Inaptitude et reclassement : c’est au salarié qu’il appartient de rapporter la preuve d’une déloyauté de l’employeur

Sauf dispense expressément formalisée par le médecin du travail, l’employeur d’un salarié déclaré inapte doit procéder à une recherche de reclassement. Si cette obligation n’est qu’une obligation de moyens, et non de résultat, l’employeur doit néanmoins procéder à une recherche sérieuse et la mettre en œuvre de bonne foi.

 

Ceci étant, lorsque l’employeur a proposé au salarié au moins un poste de reclassement conforme, il est réputé avoir satisfait à son obligation de reclassement, la charge de la preuve de la déloyauté incombant alors au salarié qui l’invoque. C’est l’apport de l’arrêt rendu le 4 septembre 2024 par la Cour de cassation (1).

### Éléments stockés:
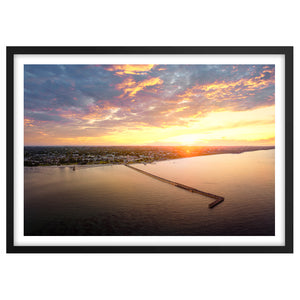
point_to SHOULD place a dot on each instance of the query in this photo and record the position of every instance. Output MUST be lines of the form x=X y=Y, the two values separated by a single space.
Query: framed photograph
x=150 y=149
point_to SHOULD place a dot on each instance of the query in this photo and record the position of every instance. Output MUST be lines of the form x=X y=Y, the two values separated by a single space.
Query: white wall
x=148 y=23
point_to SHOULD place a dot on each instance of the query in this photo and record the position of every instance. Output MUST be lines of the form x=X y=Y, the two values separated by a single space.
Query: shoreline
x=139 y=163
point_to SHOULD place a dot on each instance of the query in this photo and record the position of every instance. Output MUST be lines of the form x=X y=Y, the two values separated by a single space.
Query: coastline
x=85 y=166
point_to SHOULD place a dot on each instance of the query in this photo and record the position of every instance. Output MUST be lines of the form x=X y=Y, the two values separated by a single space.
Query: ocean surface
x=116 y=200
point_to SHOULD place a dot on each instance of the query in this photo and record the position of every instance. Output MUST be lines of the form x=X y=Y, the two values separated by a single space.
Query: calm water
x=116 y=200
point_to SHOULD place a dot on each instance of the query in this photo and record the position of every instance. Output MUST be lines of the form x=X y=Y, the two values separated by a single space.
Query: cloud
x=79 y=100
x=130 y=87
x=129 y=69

### À faire:
A. D'après l'extrait sur l'inaptitude et le reclassement, à quelle date la Cour de cassation a-t-elle rendu l'arrêt cité ?
B. Mettez à jour les entrées, depuis leur début jusqu'à la ligne contenant « x=150 y=149 » incluse, en remplaçant « framed photograph » par « framed picture ». Ne reprenez que ce passage et laissez les images de côté.

### Réponses rédigées:
A. Le 4 septembre 2024.

B.
point_to SHOULD place a dot on each instance of the query in this photo and record the position of every instance. Output MUST be lines of the form x=X y=Y, the two values separated by a single space.
Query: framed picture
x=150 y=149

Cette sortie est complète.